> **WHAT YOU SHOULD DO**: Look through the records below for the line with "box: [445, 0, 500, 145]" and the line with "34L454 138L472 148L473", then return those lines and all lines between, exactly.

> **INPUT**:
▼
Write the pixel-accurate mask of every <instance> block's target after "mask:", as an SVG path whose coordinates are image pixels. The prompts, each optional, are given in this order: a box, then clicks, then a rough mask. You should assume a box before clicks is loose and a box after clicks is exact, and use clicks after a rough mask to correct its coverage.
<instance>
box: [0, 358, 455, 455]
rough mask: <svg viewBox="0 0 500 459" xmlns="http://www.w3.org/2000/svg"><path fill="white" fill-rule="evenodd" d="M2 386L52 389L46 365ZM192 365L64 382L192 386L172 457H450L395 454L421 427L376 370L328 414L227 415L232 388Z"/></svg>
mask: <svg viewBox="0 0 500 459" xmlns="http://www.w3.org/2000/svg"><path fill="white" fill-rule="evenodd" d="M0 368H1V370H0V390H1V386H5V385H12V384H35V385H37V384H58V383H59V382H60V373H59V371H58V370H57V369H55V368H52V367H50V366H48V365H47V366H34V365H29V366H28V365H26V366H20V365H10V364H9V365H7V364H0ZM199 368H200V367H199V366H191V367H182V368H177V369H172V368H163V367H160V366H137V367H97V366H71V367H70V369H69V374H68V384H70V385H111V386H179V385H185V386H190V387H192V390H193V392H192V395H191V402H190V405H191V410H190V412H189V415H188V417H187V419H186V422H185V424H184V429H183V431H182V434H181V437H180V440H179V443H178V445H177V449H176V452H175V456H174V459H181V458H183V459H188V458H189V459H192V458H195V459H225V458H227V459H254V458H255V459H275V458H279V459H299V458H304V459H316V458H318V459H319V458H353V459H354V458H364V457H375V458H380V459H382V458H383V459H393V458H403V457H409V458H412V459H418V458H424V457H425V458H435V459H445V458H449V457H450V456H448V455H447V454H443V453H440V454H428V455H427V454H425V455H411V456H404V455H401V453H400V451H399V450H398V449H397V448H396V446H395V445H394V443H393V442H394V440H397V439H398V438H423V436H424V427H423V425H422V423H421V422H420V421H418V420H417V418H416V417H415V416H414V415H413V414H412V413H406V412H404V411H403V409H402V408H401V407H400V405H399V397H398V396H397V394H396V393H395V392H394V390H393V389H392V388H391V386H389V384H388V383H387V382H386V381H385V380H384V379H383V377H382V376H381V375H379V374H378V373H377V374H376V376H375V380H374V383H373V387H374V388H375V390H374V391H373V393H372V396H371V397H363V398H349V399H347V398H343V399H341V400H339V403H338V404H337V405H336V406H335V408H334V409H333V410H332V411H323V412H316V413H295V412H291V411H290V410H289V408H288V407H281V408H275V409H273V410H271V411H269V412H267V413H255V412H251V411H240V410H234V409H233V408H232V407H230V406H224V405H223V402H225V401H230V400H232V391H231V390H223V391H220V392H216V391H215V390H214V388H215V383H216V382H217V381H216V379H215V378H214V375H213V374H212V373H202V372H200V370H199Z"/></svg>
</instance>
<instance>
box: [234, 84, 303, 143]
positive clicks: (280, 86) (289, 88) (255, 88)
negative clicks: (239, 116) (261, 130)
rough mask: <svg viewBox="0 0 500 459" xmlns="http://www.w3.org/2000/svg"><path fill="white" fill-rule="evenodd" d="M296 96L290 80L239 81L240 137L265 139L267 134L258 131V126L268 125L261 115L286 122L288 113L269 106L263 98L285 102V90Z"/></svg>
▲
▼
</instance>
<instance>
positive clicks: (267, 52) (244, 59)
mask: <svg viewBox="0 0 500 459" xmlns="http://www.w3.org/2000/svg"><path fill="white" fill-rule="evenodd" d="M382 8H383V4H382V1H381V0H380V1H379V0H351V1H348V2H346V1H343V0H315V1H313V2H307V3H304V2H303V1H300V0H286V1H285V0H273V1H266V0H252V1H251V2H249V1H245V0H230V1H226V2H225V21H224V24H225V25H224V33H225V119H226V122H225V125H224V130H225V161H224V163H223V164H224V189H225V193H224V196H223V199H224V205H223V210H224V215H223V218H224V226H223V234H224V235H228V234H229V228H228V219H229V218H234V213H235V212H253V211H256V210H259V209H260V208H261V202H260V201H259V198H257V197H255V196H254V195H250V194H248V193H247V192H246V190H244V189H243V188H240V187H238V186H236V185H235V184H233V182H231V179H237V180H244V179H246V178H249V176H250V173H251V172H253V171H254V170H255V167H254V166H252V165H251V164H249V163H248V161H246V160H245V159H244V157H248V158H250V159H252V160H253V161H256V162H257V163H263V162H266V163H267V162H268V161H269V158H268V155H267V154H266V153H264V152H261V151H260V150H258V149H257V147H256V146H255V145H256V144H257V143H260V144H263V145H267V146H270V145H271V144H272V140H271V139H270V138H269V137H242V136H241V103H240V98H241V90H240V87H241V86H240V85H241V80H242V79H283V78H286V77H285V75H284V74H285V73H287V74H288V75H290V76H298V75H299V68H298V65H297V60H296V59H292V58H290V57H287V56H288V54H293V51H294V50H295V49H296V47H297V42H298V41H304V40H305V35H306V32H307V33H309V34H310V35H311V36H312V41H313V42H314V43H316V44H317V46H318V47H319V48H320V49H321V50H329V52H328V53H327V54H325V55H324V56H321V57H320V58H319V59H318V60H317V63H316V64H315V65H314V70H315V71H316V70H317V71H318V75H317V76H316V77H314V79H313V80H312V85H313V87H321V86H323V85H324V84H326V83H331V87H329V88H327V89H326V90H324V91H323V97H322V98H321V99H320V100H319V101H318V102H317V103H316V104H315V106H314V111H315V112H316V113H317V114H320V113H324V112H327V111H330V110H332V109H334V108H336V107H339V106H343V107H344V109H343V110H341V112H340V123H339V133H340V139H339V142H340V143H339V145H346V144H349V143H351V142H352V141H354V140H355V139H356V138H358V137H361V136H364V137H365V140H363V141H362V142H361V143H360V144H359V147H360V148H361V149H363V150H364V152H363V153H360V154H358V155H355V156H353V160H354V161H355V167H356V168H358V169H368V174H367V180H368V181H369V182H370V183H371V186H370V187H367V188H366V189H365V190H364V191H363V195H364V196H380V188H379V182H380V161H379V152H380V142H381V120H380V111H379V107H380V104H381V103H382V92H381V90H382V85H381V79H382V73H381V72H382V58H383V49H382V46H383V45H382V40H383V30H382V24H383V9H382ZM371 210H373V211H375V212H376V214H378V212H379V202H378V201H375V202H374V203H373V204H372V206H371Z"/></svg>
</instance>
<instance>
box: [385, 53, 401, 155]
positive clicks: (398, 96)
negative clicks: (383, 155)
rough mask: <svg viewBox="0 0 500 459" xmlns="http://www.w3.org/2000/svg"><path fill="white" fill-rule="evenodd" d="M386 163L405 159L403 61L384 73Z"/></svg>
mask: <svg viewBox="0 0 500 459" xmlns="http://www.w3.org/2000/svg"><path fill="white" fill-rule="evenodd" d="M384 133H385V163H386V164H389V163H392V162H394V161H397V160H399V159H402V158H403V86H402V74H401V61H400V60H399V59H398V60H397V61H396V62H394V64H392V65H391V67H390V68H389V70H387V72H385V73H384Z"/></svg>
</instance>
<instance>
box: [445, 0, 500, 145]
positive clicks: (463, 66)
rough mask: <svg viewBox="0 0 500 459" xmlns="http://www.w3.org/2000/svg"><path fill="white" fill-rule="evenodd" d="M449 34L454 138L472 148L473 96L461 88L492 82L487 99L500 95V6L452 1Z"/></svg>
▲
▼
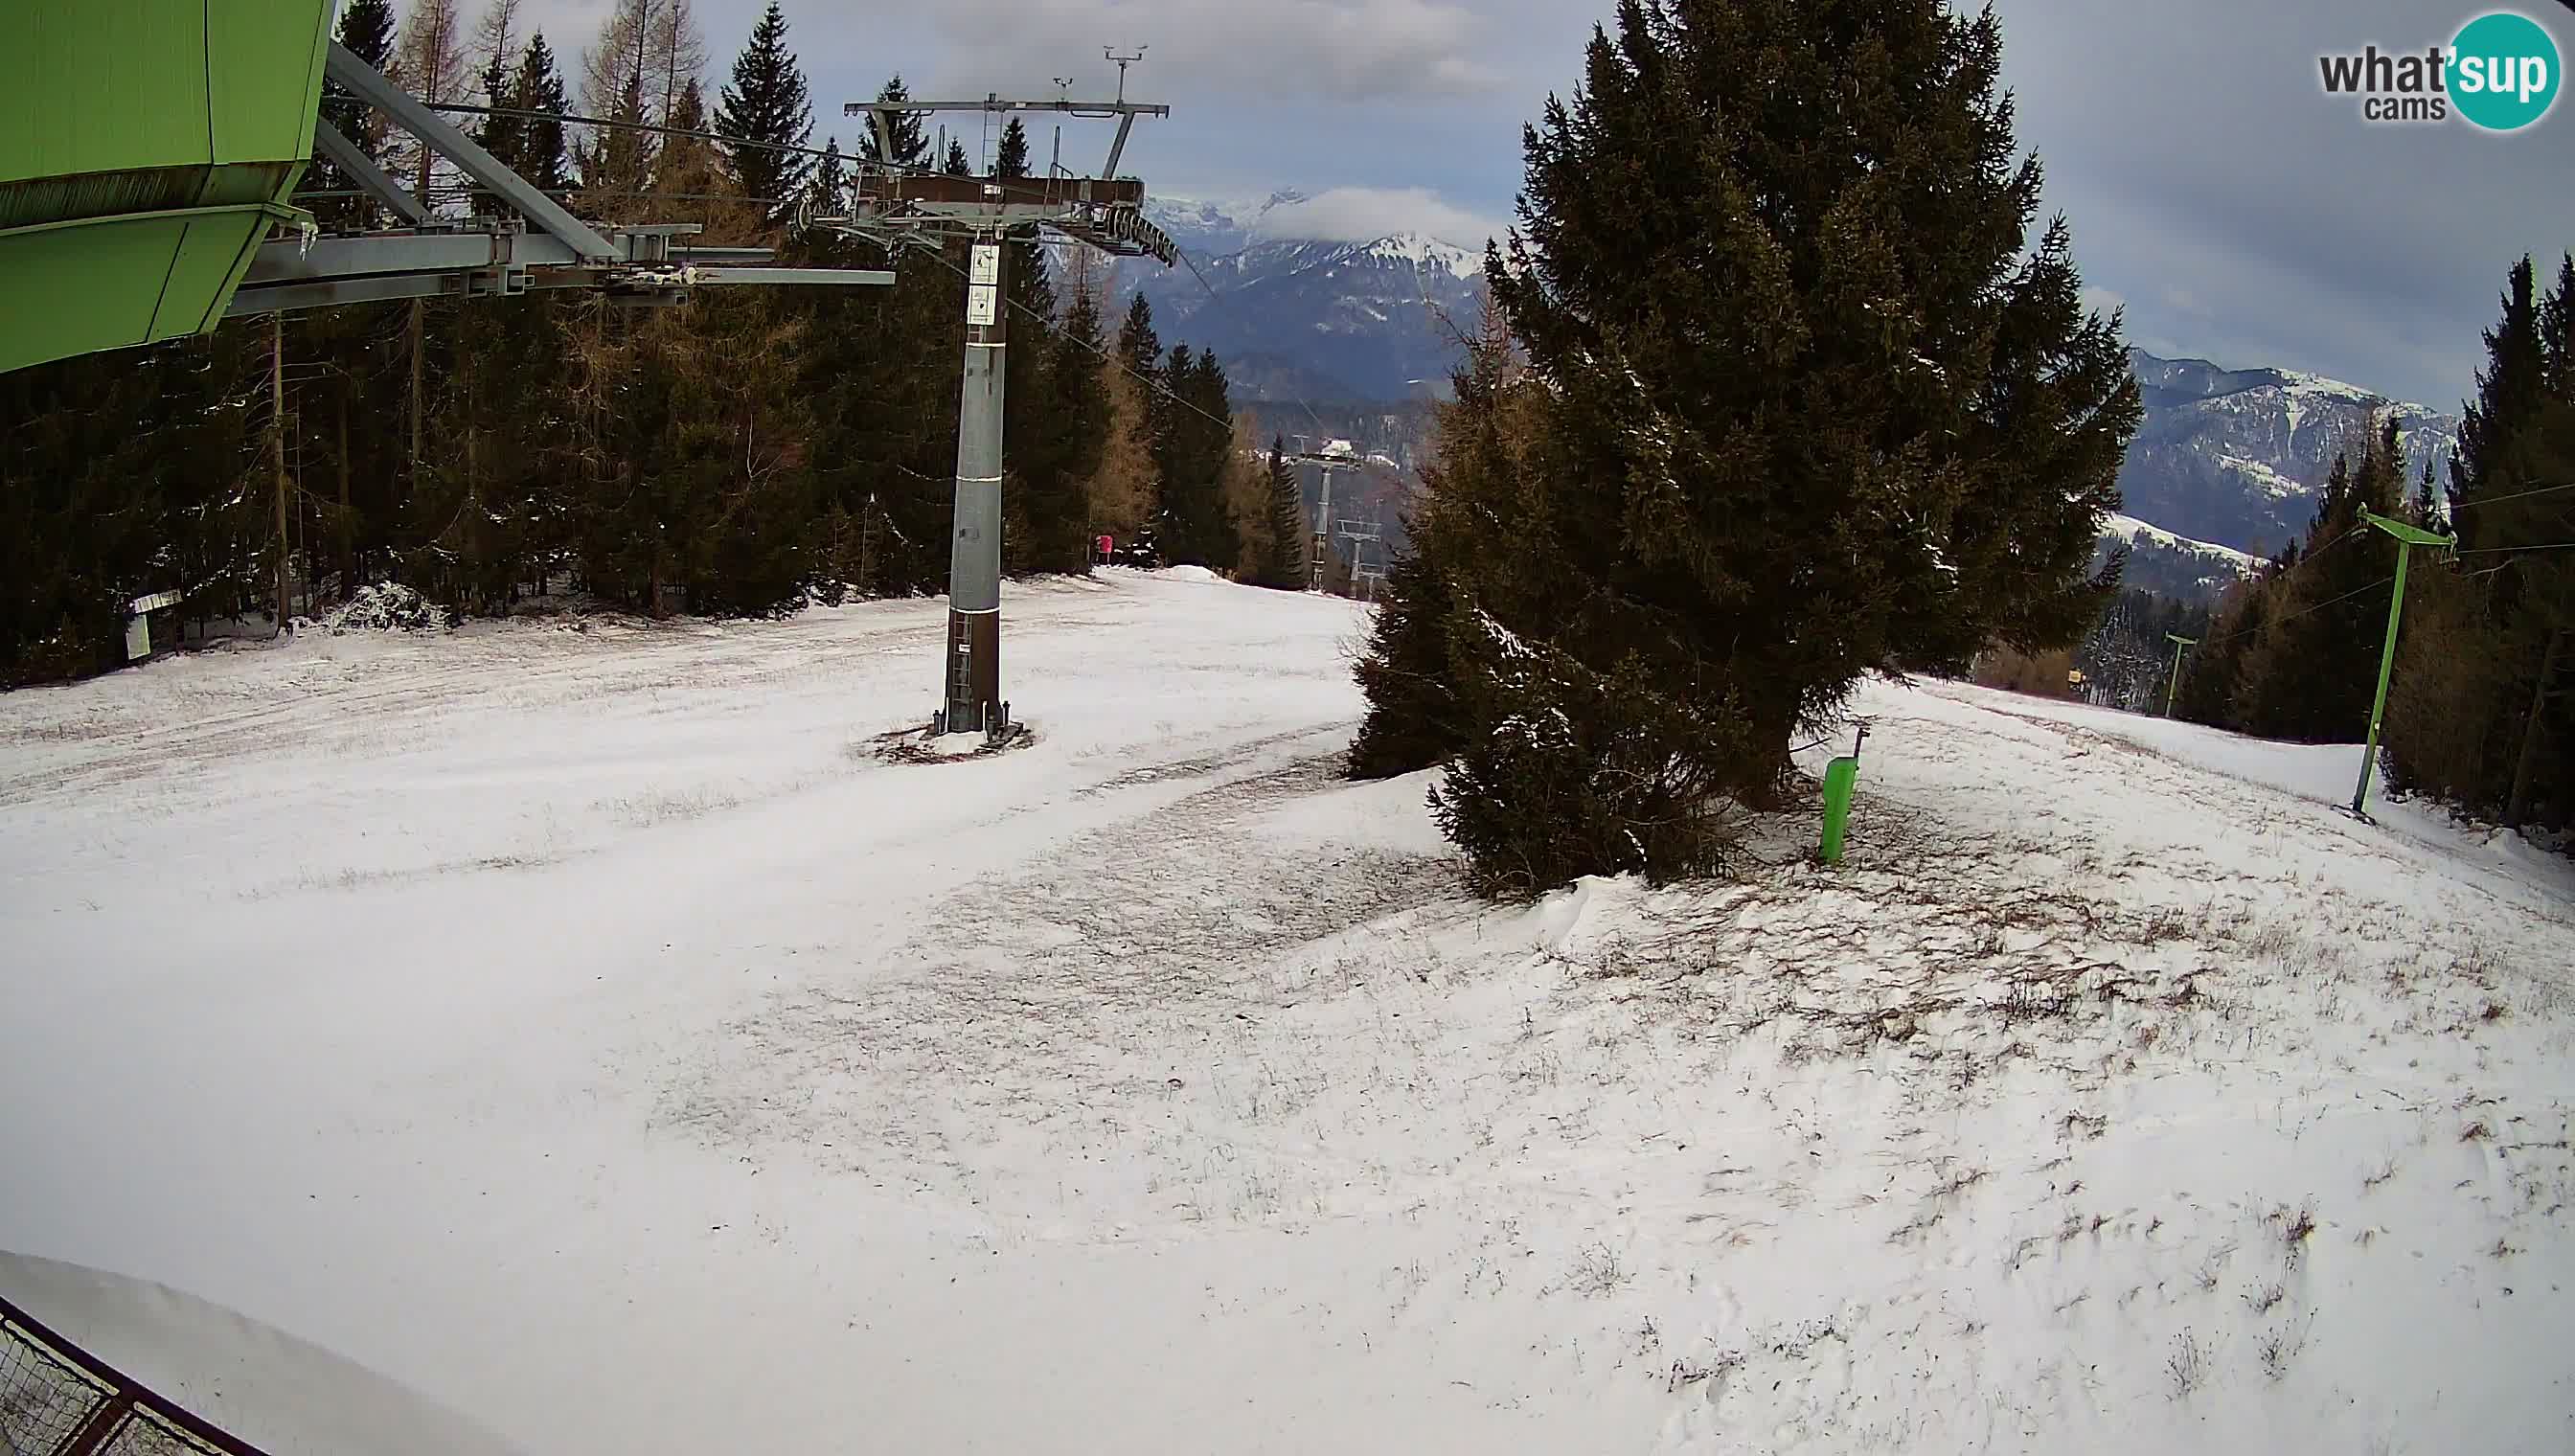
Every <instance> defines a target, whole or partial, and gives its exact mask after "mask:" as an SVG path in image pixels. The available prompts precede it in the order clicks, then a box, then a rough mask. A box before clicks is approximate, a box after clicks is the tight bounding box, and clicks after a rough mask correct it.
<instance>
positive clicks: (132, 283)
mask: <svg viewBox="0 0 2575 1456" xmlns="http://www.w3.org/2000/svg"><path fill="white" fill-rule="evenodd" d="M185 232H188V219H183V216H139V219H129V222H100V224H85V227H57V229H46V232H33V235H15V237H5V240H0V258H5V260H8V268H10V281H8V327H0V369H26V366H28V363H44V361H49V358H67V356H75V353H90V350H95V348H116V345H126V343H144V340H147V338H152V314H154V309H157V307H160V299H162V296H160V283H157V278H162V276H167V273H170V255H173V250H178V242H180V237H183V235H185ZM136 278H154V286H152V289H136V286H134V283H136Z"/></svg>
▲
> **RESPONSE FOR THIS EXERCISE**:
box: [445, 0, 500, 145]
positive clicks: (463, 66)
rough mask: <svg viewBox="0 0 500 459" xmlns="http://www.w3.org/2000/svg"><path fill="white" fill-rule="evenodd" d="M449 34L454 138L472 148L473 96L461 88L492 82L487 99L500 95V6L452 1Z"/></svg>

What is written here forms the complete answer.